• REQUIREMENT
All of the records below should be output exactly.

• ENTRIES
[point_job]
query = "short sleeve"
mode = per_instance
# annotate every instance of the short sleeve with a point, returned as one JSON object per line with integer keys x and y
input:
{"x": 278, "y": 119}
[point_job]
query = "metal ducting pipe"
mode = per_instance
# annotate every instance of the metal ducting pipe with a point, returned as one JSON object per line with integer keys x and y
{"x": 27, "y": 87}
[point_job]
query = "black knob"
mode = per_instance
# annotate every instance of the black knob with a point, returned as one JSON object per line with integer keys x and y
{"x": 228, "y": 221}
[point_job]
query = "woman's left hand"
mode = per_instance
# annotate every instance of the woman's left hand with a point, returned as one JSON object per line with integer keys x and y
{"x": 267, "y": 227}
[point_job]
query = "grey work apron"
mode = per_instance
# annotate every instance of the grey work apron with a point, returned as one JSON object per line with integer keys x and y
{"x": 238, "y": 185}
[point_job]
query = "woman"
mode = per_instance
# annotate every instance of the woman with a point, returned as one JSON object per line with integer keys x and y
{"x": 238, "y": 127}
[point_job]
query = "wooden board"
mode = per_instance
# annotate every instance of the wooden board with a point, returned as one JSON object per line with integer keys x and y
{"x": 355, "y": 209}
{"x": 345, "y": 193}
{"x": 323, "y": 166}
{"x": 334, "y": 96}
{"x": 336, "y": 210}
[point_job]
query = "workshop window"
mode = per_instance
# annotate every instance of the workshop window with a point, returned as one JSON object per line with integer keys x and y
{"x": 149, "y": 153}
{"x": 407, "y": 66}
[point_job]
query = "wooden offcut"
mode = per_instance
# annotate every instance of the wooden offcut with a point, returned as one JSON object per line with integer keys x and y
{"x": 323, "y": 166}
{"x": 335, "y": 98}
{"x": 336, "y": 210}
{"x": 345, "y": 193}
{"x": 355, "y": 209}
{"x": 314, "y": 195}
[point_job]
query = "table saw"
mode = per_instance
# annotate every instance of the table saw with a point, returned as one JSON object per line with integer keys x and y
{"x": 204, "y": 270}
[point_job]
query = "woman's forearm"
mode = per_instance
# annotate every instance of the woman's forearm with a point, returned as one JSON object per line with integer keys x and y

• OUTPUT
[point_job]
query = "short sleeve"
mode = per_instance
# annotate every instance of the short sleeve with a point, returned as one JSON object per line with integer keys x and y
input:
{"x": 278, "y": 119}
[point_job]
query = "metal ducting pipe"
mode = per_instance
# annotate every instance of the metal ducting pipe with a point, returned as one JSON object per line with integer keys x and y
{"x": 27, "y": 87}
[point_job]
query = "black knob"
mode = per_instance
# annotate every instance of the black knob with a point, returned as one JSON object per line with integer keys x and y
{"x": 228, "y": 221}
[point_job]
query = "woman's left hand"
mode = per_instance
# annotate every instance of the woman's left hand with a point, returned as one JSON object per line with integer keys x and y
{"x": 267, "y": 227}
[point_job]
query = "grey work apron"
mode = per_instance
# annotate every instance of the grey work apron with a point, returned as one JSON object per line with integer keys x and y
{"x": 238, "y": 185}
[point_job]
query = "woman"
mode = per_instance
# annotate every instance of the woman with a point, returned as one JSON object per line with integer keys x and y
{"x": 238, "y": 127}
[point_job]
query = "wooden board"
mode = per_instance
# annotate every instance of the wooden board with a point, returned as one JSON object per line with integer keys x and y
{"x": 355, "y": 209}
{"x": 345, "y": 193}
{"x": 323, "y": 166}
{"x": 334, "y": 96}
{"x": 336, "y": 210}
[point_job]
query = "workshop window"
mode = per_instance
# annotate every instance of the workshop window with a point, returned as one JSON object per line with integer keys x and y
{"x": 149, "y": 153}
{"x": 407, "y": 66}
[point_job]
query = "wooden offcut"
mode = per_instance
# annotate every instance of the wooden offcut with a point, returned as one JSON object per line with integer keys x and y
{"x": 323, "y": 166}
{"x": 335, "y": 98}
{"x": 336, "y": 210}
{"x": 345, "y": 193}
{"x": 355, "y": 209}
{"x": 314, "y": 195}
[point_job]
query = "table saw"
mode = per_instance
# annotate every instance of the table saw with a point, returned as one JSON object per line with integer keys x and y
{"x": 204, "y": 270}
[point_job]
query = "woman's forearm"
mode = per_instance
# annotate every instance of the woman's forearm with a point, returned as one JSON object per line with integer keys x and y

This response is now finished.